-- START OF Source excerpt --
Collibra DQ also allows further refinement of the time dimension by defining time bins and processing intervals. By default, when given a time column, Collibra DQ will bin the data into days and process the data in daily interval. However, if the data is high frequency, day bins and day intervals might be too coarse grained. In this case, it might make more sense to group the data into bins on the minute and process the data in hour or minute intervals. The same concept applies in the other direction. What if the data is already aggregated on the month or year? In this case, it makes more sense to set the bins and intervals to month by month or year by month.

legacy outlier configuration

Some data may be measured in really small or large units or contain a lot of noise. In this case, Collibra DQ allows the user to adjust the sensitivity level and unit of measure for outlier detection on each column. Click the advanced tab to make these adjustments.

legacy advanced outlier options

Once Outlier detection is complete for a given run, it's time to tune the scoring of the model. Collibra DQ allows the user to label any outlier findings as legitimate, thus preventing that outlier from being detected in the future or effecting the score of the current run. In addition, it is possible to define the significance of an outlier finding to a given dataset. This can be accomplished by setting how many quality points should be deducted for each outlier finding on any given run on that dataset. It is also possibly to adjust sensitivity and unit of measure of future runs by clicking on the small gear icon on the far left of the screen.

invalidate an outlier

Spark DataFrame Example

Real World Example

Imagine you are the data manager at Iowa Department of Commerce, Alcoholic Beverage Division. As part of the Department's open data initiative, the monthly Iowa liquor sales data are available to the public for analysis. (Thank you Iowa!)

An Iowan data analyst emails you about a data quality issue with address for store #2508 in the year 2016. You quickly run a SQL query on your data warehouse to see what is going on.

Copy
-- Assuming Postgres DB
select date_trunc('MONTH', "date") "date_month", address, count(*) "sales_count"
-- END OF Source excerpt --
Jobs:
1. In the Collibra DQ excerpt, quote the passage from "Collibra DQ also" up to and including "year by month.".
2. Per the Collibra DQ excerpt, how does Collibra DQ bin and process data by default when given a time column?
-- START OF Excerpted data --
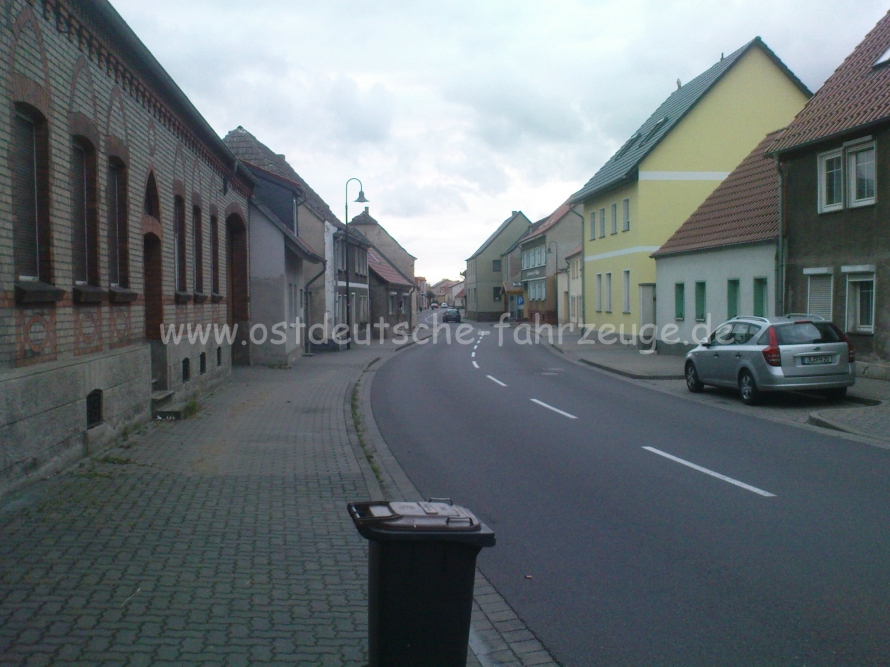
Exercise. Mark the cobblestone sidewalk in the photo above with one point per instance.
(222, 539)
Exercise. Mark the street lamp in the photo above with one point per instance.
(361, 200)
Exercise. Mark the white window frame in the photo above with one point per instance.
(821, 271)
(625, 283)
(852, 154)
(852, 306)
(823, 158)
(607, 288)
(599, 293)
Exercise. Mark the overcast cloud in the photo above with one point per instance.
(453, 114)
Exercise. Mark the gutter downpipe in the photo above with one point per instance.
(324, 262)
(583, 296)
(780, 244)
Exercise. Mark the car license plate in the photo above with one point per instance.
(817, 359)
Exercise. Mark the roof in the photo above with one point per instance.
(857, 94)
(296, 242)
(364, 218)
(386, 270)
(496, 233)
(249, 149)
(543, 225)
(622, 166)
(103, 15)
(744, 208)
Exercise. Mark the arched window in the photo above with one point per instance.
(84, 227)
(30, 193)
(118, 224)
(179, 245)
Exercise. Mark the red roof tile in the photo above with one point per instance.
(858, 93)
(744, 208)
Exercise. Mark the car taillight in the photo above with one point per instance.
(771, 354)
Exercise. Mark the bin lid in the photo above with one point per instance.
(435, 519)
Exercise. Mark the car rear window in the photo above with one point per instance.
(804, 333)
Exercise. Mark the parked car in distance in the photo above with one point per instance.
(759, 354)
(451, 315)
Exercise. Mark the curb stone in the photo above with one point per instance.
(492, 617)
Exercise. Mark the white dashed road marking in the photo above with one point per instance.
(753, 489)
(550, 407)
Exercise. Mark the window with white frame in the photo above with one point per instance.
(831, 182)
(861, 302)
(607, 289)
(819, 295)
(625, 287)
(861, 174)
(599, 292)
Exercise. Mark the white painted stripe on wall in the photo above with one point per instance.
(648, 249)
(683, 175)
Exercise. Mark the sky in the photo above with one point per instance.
(454, 113)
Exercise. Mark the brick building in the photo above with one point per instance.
(120, 210)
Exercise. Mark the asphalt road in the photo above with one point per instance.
(636, 558)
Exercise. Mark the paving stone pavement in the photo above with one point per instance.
(222, 539)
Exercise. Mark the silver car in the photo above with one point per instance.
(759, 354)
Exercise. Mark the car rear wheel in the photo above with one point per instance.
(693, 383)
(836, 395)
(750, 393)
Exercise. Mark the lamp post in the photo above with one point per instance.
(361, 199)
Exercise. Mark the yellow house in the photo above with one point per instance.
(667, 168)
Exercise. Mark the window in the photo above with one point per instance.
(861, 302)
(198, 241)
(599, 292)
(118, 225)
(732, 299)
(700, 302)
(179, 243)
(84, 236)
(625, 289)
(761, 297)
(679, 301)
(607, 296)
(29, 158)
(214, 254)
(819, 295)
(831, 182)
(861, 170)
-- END OF Excerpted data --
Task-by-task answers:
1.
Collibra DQ also allows further refinement of the time dimension by defining time bins and processing intervals. By default, when given a time column, Collibra DQ will bin the data into days and process the data in daily interval. However, if the data is high frequency, day bins and day intervals might be too coarse grained. In this case, it might make more sense to group the data into bins on the minute and process the data in hour or minute intervals. The same concept applies in the other direction. What if the data is already aggregated on the month or year? In this case, it makes more sense to set the bins and intervals to month by month or year by month.

2. It bins the data into days and processes it in daily intervals.